[EXCERPTED DATA]
## START
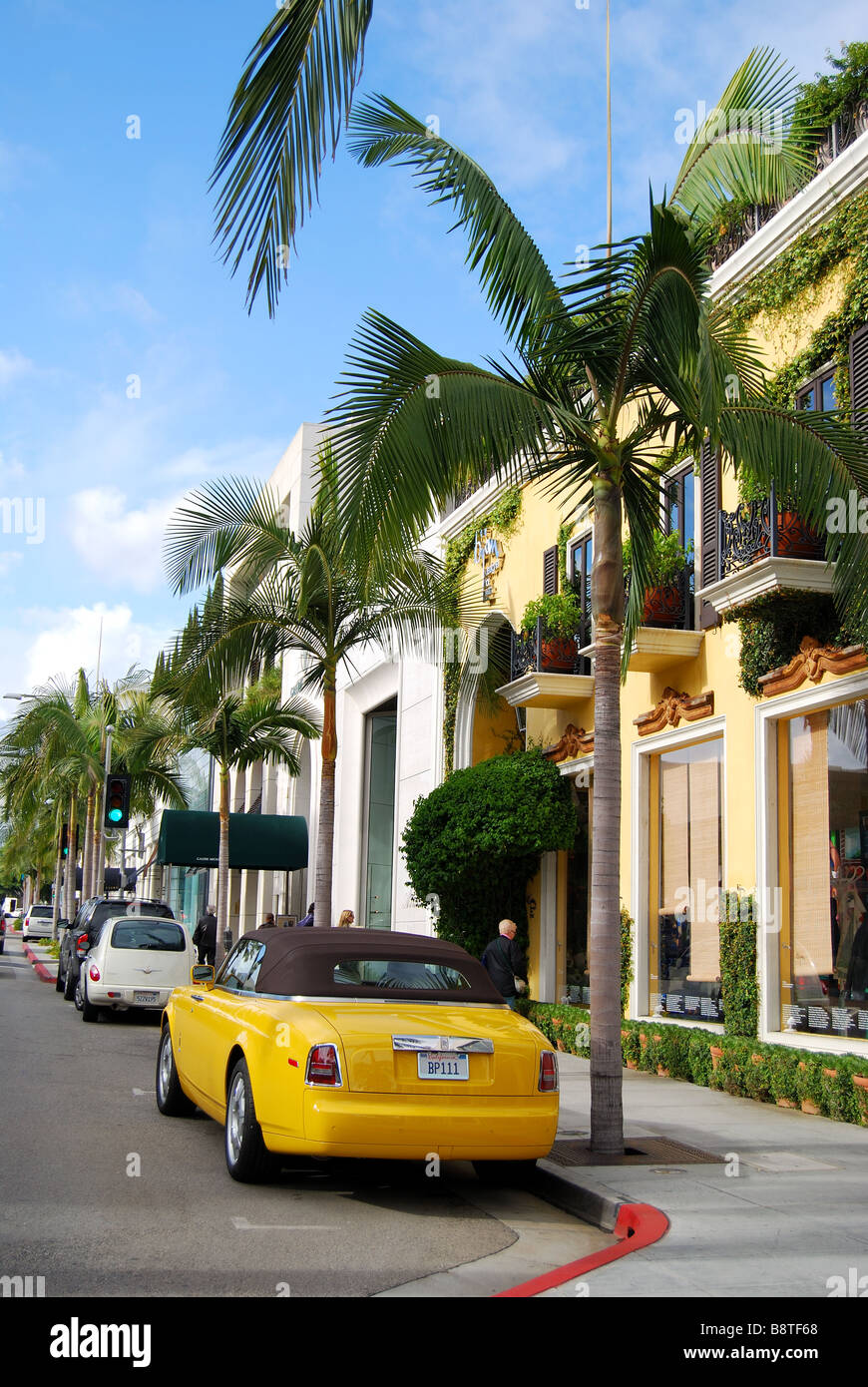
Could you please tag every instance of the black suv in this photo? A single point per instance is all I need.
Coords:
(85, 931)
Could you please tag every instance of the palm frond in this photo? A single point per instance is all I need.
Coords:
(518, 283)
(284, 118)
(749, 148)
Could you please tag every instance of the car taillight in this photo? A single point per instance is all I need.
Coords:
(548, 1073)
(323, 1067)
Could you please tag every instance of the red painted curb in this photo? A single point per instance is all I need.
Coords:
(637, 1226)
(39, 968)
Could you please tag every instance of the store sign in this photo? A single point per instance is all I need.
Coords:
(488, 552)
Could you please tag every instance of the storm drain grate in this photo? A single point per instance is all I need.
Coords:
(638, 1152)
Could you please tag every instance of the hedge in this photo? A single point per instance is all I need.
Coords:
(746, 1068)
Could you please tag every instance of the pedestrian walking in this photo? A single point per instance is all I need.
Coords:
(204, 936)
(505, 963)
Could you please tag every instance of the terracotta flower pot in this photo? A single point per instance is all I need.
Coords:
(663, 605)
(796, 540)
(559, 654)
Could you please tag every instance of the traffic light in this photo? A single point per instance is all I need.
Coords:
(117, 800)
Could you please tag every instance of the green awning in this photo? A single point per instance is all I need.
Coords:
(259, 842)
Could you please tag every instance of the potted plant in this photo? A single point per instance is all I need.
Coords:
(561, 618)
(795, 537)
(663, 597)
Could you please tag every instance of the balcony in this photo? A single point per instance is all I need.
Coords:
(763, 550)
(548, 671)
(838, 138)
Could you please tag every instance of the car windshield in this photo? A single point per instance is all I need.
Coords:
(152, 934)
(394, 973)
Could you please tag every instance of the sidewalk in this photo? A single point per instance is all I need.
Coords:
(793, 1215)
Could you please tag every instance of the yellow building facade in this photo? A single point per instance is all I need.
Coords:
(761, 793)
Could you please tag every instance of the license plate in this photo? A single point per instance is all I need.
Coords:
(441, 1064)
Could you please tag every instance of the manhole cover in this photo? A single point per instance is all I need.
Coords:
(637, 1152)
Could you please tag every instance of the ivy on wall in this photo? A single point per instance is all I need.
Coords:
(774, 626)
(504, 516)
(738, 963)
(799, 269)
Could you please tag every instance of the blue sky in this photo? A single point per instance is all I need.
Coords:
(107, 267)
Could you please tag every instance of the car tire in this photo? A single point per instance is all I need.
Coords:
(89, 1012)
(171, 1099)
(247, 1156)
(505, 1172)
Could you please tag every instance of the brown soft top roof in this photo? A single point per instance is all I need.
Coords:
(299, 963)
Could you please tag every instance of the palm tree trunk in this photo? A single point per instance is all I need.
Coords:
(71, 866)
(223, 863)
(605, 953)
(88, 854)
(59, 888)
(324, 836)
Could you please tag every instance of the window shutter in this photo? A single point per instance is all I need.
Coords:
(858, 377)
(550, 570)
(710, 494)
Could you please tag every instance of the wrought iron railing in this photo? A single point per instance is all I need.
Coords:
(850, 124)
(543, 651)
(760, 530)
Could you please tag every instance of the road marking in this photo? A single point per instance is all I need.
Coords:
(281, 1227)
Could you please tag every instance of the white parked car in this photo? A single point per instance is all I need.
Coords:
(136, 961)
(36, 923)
## END
[AIM] Render every line of the items above as a numbered list, skipping blank lines and leaving out the picture.

[ANSWER TO THIS PROBLEM]
1. Could you please tag every instance of the black suv in this photo? A single point per instance is all I need.
2. Coords:
3. (85, 931)
4. Could you please tag every instance of the palm frond in this photo? A single point per instance is all I need.
5. Coords:
6. (518, 283)
7. (284, 118)
8. (749, 148)
9. Could you please tag every instance of the car taillight in this photo? A single point per instance is all I need.
10. Coords:
11. (548, 1073)
12. (323, 1067)
13. Could you please tag every instance of the red painted curb in this photo? A single point per instance is all I need.
14. Coords:
15. (637, 1226)
16. (39, 968)
17. Could you please tag every instance of the store sign in this photo? A single point per instance is all I need.
18. Coords:
19. (488, 552)
20. Could you please tag every instance of the storm drain grate in this photo? A single point per instance is all I need.
21. Coords:
22. (638, 1152)
23. Could you please tag every instance of the hedge in this photo? A single point per instance is all I need.
24. Coords:
25. (746, 1068)
26. Could you please tag every instance of the pedestrian walking in this photo? A single point per instance is all I need.
27. Coords:
28. (204, 936)
29. (505, 963)
30. Could you please tag every instance of the terracotta flower pot in this photo? A single point per instance is all I need.
31. Coords:
32. (663, 605)
33. (796, 540)
34. (559, 654)
35. Could you please tag every instance of the traffic light in this photo? A single point per instance is all I need.
36. Coords:
37. (117, 800)
38. Could you please tag every instance of the green awning in this photo? A single point per instance is all I need.
39. Coords:
40. (259, 842)
41. Could you please tag every instance of the potted plant in this photo? A single point per instance is all I need.
42. Coords:
43. (561, 618)
44. (795, 537)
45. (663, 597)
46. Could you please tag every instance of the balcony in this photo? A single point per instance is all I need.
47. Coords:
48. (763, 550)
49. (548, 671)
50. (838, 138)
51. Could you please tag every instance of the car windshield in this photo? A single point per instance is all I need.
52. Coords:
53. (152, 934)
54. (394, 973)
55. Could you please tag every instance of the sidewalk in this photo? A single point per instance is all I need.
56. Coords:
57. (793, 1215)
58. Could you please tag every instance of the yellow building facade in this photo? A single point per instance is all I need.
59. Coords:
60. (761, 793)
61. Could you please tag every instance of the license plate in this photo? A single point per instance is all I need.
62. Coords:
63. (441, 1064)
64. Could you please tag every instance of the manhole cover in this photo? A single point per instance is all I need.
65. Coords:
66. (637, 1152)
67. Could you please tag every instance of the ivy on wall in this photo? A single point per instance is all I need.
68. Coords:
69. (774, 626)
70. (504, 516)
71. (738, 963)
72. (799, 269)
73. Could you please tag every instance of the blue sky in this photo? A single point per instance is all I need.
74. Coords:
75. (107, 267)
76. Could you please tag every instance of the car tire in this photo? A single point per instance is all I need.
77. Coords:
78. (89, 1012)
79. (171, 1099)
80. (247, 1156)
81. (505, 1172)
82. Could you please tag every instance of the brown soft top roof in this photo? A single point per instance is all I need.
83. Coords:
84. (299, 963)
85. Could you please tag every instance of the palm tree trunk in this photo? A single point per instance is all I need.
86. Coords:
87. (71, 866)
88. (223, 863)
89. (605, 953)
90. (88, 854)
91. (59, 888)
92. (324, 836)
93. Could you please tag every instance of the window shutter in this photo? A single point per instance is all I need.
94. Coords:
95. (858, 377)
96. (550, 570)
97. (710, 494)
98. Could you please tag every instance of the wrought iron railing in this photo? A single point per instance is all I need.
99. Coords:
100. (850, 124)
101. (543, 651)
102. (760, 530)
103. Could you please tag every instance of the road marking in this photo? A single point per instance is all I need.
104. Coords:
105. (281, 1227)
106. Could you please tag every instance of the white parked car in this photo? A single point per instance is all I need.
107. Coords:
108. (136, 961)
109. (36, 923)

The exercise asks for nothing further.